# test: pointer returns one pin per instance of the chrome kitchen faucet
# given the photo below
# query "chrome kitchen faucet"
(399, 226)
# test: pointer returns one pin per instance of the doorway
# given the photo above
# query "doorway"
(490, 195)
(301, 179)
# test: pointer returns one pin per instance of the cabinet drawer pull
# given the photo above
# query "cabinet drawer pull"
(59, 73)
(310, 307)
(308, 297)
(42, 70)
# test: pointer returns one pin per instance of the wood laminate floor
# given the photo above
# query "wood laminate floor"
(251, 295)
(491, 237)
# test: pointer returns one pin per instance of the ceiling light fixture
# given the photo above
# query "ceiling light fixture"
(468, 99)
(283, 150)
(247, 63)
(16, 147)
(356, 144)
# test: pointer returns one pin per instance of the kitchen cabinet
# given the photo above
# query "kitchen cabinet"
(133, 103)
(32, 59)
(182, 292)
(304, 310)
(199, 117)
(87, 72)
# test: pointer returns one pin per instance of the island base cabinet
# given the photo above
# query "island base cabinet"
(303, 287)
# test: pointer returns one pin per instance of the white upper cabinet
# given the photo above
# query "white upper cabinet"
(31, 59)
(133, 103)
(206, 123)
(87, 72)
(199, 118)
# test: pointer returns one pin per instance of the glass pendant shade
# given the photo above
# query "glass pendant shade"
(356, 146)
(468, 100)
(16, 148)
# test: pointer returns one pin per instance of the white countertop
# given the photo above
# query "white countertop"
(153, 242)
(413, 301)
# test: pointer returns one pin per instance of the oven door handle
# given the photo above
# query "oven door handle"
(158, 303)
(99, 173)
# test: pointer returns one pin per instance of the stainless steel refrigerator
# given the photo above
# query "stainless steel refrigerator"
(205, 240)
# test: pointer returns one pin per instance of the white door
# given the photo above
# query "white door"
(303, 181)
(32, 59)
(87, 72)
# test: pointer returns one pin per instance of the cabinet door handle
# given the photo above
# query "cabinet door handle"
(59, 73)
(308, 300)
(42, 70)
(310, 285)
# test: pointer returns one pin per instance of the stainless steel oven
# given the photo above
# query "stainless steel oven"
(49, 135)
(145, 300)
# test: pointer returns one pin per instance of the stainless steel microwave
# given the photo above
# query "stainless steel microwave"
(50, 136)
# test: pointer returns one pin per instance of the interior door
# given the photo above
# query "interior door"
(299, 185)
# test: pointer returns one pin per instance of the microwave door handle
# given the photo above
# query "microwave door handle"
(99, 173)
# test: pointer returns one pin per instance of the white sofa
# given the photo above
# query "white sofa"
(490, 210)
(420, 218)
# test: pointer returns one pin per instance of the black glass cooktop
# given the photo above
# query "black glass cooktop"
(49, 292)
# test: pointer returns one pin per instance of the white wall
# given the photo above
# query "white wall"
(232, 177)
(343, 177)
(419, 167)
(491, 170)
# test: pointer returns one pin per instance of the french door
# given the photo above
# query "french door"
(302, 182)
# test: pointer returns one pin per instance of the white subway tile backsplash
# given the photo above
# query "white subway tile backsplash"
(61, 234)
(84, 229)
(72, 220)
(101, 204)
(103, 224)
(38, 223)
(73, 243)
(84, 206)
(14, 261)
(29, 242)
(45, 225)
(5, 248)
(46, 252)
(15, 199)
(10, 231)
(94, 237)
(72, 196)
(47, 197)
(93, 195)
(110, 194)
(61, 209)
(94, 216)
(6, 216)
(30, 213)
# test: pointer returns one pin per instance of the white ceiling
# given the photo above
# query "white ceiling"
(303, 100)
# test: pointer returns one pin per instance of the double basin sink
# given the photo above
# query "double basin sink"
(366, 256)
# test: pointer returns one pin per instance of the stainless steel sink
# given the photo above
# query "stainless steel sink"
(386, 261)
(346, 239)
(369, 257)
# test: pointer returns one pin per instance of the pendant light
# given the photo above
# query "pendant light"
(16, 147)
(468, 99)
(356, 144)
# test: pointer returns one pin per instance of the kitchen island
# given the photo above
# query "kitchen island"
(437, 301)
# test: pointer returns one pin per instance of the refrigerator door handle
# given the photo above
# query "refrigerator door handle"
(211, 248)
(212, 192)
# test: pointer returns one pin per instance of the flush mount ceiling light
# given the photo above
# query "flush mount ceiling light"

◆ ◆ ◆ ◆ ◆

Reproduce exactly, with nothing added, the lines from the one that contains "# test: pointer returns one pin per instance of the black" to the end of the data.

# test: pointer returns one pin per instance of the black glass cooktop
# given the photo above
# query "black glass cooktop"
(49, 292)
# test: pointer returns one pin per instance of the white wall
# given the photo above
# query "white wall"
(232, 177)
(343, 177)
(419, 167)
(491, 170)
# test: pointer returns one pin per instance of the french door
# given the photo above
# query "french door"
(302, 182)
# test: pointer returns one pin per instance of the white subway tile backsplash
# given the photo above
# query "white subway tile backsplash"
(61, 234)
(84, 229)
(72, 220)
(101, 204)
(103, 224)
(38, 223)
(73, 243)
(84, 206)
(14, 261)
(29, 242)
(45, 225)
(5, 248)
(46, 252)
(15, 199)
(10, 231)
(94, 237)
(72, 196)
(47, 197)
(93, 195)
(110, 194)
(61, 209)
(94, 216)
(6, 216)
(30, 213)
# test: pointer returns one pin per instance of the white ceiling
# given the photo above
# query "white ceiling"
(303, 100)
# test: pointer returns one pin per instance of the double basin sink
# given the photo above
# query "double basin sink"
(366, 256)
# test: pointer returns one pin per instance of the stainless steel sink
# given the photo above
# query "stainless steel sink"
(386, 261)
(346, 239)
(369, 257)
# test: pointer returns one pin per instance of the pendant light
# given the photo above
# query "pendant light"
(16, 147)
(468, 99)
(356, 144)
# test: pointer returns one pin per instance of the kitchen island
# given the photo above
# query "kitchen island"
(437, 301)
# test: pointer returns one pin per instance of the refrigerator door handle
# given the photo above
# query "refrigerator door handle"
(211, 248)
(212, 192)
# test: pointer returns one pin per instance of the flush mount ceiling light
# given the photo above
# query "flush mount ceiling light"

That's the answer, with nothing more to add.